■ WHAT TO PRODUCE
Repeat verbatim the lines of the data below, beginning with the line containing "find shoulder-length hair" and continuing to the end.

■ RECORDS FOR PROCESSING

□ □ □ □

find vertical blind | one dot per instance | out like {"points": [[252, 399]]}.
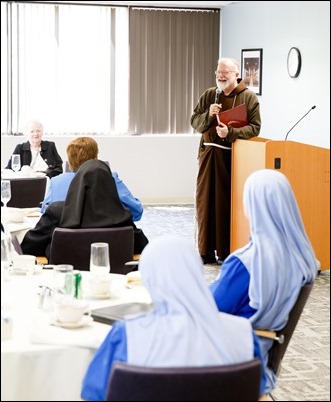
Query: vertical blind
{"points": [[86, 69], [173, 55]]}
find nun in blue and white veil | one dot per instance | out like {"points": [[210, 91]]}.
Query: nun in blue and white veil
{"points": [[262, 280]]}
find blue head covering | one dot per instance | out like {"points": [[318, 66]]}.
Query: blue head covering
{"points": [[185, 327], [279, 256]]}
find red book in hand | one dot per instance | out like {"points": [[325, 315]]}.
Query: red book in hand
{"points": [[235, 117]]}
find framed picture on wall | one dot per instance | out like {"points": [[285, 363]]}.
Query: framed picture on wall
{"points": [[251, 69]]}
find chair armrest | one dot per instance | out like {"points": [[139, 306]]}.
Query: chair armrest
{"points": [[264, 333]]}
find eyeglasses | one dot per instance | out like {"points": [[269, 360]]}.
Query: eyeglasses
{"points": [[224, 72]]}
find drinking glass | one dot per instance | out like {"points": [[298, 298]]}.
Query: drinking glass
{"points": [[5, 192], [99, 260], [6, 254], [16, 162], [63, 283]]}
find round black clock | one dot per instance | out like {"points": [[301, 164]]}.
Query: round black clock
{"points": [[294, 62]]}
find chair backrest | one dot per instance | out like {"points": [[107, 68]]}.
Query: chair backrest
{"points": [[73, 246], [278, 349], [236, 382], [27, 193]]}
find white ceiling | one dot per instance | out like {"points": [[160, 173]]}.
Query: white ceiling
{"points": [[166, 4]]}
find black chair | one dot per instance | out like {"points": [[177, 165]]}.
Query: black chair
{"points": [[282, 337], [236, 382], [27, 193], [73, 246]]}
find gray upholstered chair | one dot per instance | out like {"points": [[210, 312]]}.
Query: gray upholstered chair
{"points": [[282, 337], [73, 246], [27, 193], [237, 382]]}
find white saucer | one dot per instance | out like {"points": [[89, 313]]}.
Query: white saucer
{"points": [[36, 269], [86, 320]]}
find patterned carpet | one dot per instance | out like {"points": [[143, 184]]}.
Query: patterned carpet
{"points": [[305, 372]]}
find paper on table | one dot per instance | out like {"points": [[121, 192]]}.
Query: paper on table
{"points": [[235, 117]]}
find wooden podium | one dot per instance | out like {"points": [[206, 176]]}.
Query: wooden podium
{"points": [[307, 168]]}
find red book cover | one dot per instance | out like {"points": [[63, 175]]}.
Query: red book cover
{"points": [[235, 117]]}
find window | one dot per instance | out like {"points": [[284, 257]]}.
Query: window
{"points": [[91, 69]]}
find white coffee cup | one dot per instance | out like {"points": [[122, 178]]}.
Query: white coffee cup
{"points": [[71, 311], [99, 285], [24, 262]]}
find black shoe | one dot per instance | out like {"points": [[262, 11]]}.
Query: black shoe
{"points": [[209, 258]]}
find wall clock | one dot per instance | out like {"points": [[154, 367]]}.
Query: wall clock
{"points": [[294, 62]]}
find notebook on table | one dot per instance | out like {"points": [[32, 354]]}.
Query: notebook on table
{"points": [[107, 315], [235, 117]]}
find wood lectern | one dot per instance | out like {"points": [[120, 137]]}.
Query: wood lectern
{"points": [[307, 168]]}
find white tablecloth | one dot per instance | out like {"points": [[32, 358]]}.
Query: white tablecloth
{"points": [[44, 362]]}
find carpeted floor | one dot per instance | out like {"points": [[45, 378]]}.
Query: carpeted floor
{"points": [[305, 371]]}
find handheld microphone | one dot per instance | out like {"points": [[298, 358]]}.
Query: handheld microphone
{"points": [[313, 107], [217, 96]]}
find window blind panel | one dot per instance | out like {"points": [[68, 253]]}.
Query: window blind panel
{"points": [[173, 55]]}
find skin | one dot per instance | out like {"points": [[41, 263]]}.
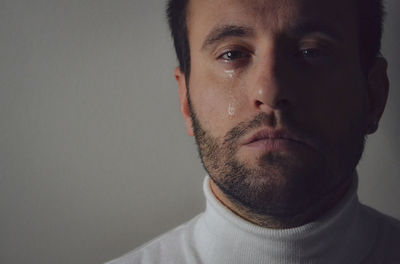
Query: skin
{"points": [[275, 72]]}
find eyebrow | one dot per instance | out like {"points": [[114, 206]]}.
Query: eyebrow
{"points": [[220, 33], [312, 27]]}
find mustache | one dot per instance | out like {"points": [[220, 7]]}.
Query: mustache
{"points": [[274, 122]]}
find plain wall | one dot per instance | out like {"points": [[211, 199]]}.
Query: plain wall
{"points": [[94, 158]]}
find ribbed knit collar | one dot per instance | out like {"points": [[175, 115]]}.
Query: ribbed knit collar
{"points": [[340, 236]]}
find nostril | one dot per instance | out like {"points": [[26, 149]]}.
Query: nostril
{"points": [[258, 103]]}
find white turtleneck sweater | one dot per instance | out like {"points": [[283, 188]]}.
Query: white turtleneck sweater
{"points": [[350, 233]]}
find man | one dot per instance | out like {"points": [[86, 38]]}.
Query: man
{"points": [[280, 95]]}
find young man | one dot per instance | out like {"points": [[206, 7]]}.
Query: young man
{"points": [[280, 96]]}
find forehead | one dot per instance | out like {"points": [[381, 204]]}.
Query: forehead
{"points": [[271, 16]]}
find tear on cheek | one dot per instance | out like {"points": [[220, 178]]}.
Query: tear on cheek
{"points": [[231, 109], [230, 74]]}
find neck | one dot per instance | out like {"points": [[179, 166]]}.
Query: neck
{"points": [[278, 222]]}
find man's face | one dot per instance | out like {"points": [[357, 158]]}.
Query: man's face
{"points": [[277, 99]]}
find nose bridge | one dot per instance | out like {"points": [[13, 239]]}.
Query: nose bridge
{"points": [[268, 90]]}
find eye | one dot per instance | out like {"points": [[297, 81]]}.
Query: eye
{"points": [[233, 55]]}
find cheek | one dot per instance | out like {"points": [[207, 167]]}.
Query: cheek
{"points": [[337, 103], [217, 98]]}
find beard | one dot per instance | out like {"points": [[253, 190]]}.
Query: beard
{"points": [[280, 184]]}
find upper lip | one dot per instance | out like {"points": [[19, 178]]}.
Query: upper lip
{"points": [[272, 134]]}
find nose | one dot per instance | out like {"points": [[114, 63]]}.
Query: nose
{"points": [[270, 88]]}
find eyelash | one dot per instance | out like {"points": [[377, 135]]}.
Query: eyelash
{"points": [[239, 55]]}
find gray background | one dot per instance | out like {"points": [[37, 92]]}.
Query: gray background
{"points": [[94, 159]]}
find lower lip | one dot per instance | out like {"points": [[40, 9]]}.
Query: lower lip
{"points": [[269, 144]]}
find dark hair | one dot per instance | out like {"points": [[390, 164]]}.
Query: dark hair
{"points": [[370, 18]]}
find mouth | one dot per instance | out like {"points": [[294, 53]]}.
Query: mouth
{"points": [[268, 139]]}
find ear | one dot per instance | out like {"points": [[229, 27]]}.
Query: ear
{"points": [[378, 89], [183, 100]]}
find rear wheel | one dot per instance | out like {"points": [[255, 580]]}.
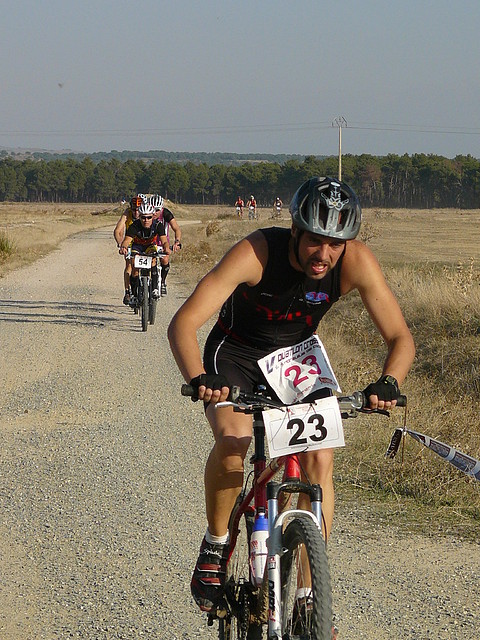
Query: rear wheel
{"points": [[247, 606], [306, 609], [143, 293]]}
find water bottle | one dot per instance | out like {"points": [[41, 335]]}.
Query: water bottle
{"points": [[258, 546]]}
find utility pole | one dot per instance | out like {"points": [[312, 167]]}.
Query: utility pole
{"points": [[339, 122]]}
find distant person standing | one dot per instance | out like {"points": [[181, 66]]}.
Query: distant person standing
{"points": [[277, 208], [252, 208], [239, 204]]}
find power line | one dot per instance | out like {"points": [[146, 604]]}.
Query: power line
{"points": [[235, 129]]}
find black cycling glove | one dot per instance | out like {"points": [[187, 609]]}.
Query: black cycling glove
{"points": [[212, 381], [385, 388]]}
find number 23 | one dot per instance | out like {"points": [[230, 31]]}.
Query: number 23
{"points": [[296, 370], [299, 426]]}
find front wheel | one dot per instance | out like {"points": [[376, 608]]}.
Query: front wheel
{"points": [[144, 301], [306, 608], [152, 307]]}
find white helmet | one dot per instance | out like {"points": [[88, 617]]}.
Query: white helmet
{"points": [[146, 210], [157, 202]]}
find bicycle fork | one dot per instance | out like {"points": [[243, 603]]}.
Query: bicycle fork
{"points": [[275, 548]]}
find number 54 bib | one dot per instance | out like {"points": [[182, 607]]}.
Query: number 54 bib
{"points": [[294, 372]]}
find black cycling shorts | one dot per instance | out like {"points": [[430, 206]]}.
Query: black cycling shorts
{"points": [[238, 363]]}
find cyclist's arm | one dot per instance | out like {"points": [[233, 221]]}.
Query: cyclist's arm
{"points": [[127, 241], [119, 231], [176, 229], [243, 263], [361, 271], [165, 245]]}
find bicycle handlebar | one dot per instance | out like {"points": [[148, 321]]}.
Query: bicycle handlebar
{"points": [[349, 405]]}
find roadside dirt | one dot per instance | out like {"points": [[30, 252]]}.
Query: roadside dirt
{"points": [[102, 466]]}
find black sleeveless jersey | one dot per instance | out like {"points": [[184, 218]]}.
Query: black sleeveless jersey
{"points": [[284, 308]]}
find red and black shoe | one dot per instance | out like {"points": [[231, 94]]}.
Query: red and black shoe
{"points": [[208, 580]]}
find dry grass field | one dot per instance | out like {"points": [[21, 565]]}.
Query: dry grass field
{"points": [[432, 261]]}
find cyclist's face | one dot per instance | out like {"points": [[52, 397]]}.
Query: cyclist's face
{"points": [[317, 255], [146, 221]]}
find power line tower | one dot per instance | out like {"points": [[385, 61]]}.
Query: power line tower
{"points": [[339, 122]]}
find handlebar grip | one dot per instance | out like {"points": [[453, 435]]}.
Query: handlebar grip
{"points": [[187, 390], [402, 401], [190, 391]]}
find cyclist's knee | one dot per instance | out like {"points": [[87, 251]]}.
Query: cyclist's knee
{"points": [[319, 464], [232, 450]]}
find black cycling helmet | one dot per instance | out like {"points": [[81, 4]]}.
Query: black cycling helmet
{"points": [[327, 207]]}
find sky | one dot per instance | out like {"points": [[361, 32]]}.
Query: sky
{"points": [[241, 76]]}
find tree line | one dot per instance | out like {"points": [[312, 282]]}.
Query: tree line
{"points": [[411, 181]]}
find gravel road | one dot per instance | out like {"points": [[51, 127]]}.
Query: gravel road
{"points": [[101, 468]]}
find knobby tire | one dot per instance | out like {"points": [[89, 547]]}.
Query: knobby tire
{"points": [[144, 301], [302, 537], [152, 309]]}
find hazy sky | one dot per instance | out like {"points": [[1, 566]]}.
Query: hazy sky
{"points": [[243, 76]]}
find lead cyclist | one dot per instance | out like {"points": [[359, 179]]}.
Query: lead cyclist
{"points": [[271, 290]]}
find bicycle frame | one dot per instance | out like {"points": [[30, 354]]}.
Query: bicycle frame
{"points": [[265, 494]]}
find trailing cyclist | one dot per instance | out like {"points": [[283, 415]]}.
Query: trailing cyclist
{"points": [[144, 236], [128, 216], [166, 216], [272, 289]]}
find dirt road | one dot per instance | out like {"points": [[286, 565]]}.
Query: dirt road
{"points": [[101, 491]]}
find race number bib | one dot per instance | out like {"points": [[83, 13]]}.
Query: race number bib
{"points": [[294, 372], [304, 427], [142, 261]]}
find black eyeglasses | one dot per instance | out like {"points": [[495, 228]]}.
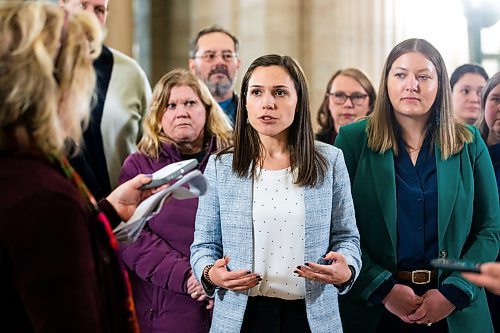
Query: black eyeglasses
{"points": [[340, 98], [210, 56]]}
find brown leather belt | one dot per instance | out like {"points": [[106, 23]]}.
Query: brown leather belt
{"points": [[419, 276]]}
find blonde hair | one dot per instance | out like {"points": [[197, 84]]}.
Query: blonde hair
{"points": [[445, 130], [46, 75], [217, 123]]}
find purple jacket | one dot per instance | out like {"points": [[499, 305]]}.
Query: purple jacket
{"points": [[158, 261]]}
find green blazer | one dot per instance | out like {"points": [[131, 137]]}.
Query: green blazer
{"points": [[468, 222]]}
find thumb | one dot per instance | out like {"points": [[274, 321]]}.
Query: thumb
{"points": [[336, 257], [221, 262], [141, 179]]}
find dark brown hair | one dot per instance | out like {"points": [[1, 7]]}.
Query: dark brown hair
{"points": [[481, 122], [309, 163]]}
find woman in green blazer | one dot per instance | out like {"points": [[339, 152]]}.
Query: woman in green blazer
{"points": [[423, 187]]}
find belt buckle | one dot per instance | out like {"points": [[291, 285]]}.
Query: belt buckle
{"points": [[421, 271]]}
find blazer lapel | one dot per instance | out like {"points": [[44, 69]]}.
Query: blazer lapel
{"points": [[447, 179], [384, 179]]}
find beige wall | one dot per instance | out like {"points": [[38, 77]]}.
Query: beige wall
{"points": [[120, 32], [323, 35]]}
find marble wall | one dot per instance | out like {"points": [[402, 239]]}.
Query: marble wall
{"points": [[323, 35]]}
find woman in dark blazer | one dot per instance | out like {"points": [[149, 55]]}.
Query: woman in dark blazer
{"points": [[423, 187]]}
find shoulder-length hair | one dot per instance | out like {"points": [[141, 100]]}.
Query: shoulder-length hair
{"points": [[248, 152], [445, 130], [46, 75], [324, 116], [217, 124], [481, 122]]}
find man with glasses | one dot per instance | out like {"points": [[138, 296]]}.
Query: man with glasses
{"points": [[122, 95], [213, 57]]}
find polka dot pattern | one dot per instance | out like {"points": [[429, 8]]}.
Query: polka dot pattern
{"points": [[278, 220]]}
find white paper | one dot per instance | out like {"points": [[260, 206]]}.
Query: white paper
{"points": [[197, 185]]}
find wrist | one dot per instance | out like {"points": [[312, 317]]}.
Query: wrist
{"points": [[206, 276], [349, 281]]}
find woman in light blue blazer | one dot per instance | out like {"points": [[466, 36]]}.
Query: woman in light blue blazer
{"points": [[275, 237]]}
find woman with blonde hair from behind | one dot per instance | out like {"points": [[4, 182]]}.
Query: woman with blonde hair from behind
{"points": [[59, 269], [184, 122]]}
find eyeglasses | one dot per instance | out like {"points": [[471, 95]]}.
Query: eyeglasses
{"points": [[210, 56], [340, 98]]}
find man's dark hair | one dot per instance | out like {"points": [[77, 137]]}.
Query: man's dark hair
{"points": [[193, 46]]}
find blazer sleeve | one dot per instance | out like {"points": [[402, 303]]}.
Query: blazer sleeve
{"points": [[150, 257], [483, 239], [372, 275], [344, 235], [207, 243]]}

□ □ □ □

■ SOLUTION TO THE EXERCISE
find shoulder-length hair | one dot per instance | out like {"points": [[141, 100]]}.
Query: shoulder-length hair
{"points": [[248, 152], [445, 130], [46, 75], [324, 116], [217, 124], [481, 122]]}
find man with glasses | one dot per instance | out like {"points": [[138, 296]]}.
Query: man with glasses
{"points": [[122, 95], [213, 57]]}
find polka dot pattern | one dot per instance | out like {"points": [[429, 8]]}.
Query: polka dot pattern
{"points": [[278, 220]]}
find white paper | one dot per instance | out like {"points": [[260, 206]]}.
Query: white paper
{"points": [[197, 185]]}
find wrist | one dot per instance | out like {"points": [[312, 317]]}.
Query: wrist
{"points": [[206, 276], [349, 281]]}
find woman in light blue blazer | one dot per instance | out like {"points": [[466, 36]]}.
Query: woman in light blue blazer
{"points": [[275, 237]]}
find woman with blonde hair from behind | one dot per instance | out like {"points": [[4, 182]]}.
Query: woman with blonde hair from behind
{"points": [[59, 269], [184, 122]]}
find eyeglasses | one dot per instance | out like {"points": [[471, 95]]}.
Query: eyeglasses
{"points": [[210, 56], [340, 98]]}
find man's dark hair | one dot per instance | out like {"points": [[77, 137]]}.
Query: man's dark hair
{"points": [[193, 46]]}
find blazer sleeve | one dot per instance | out like {"points": [[402, 303]]}.
Query: blazer sleeve
{"points": [[150, 257], [483, 239], [372, 275], [344, 235], [207, 243]]}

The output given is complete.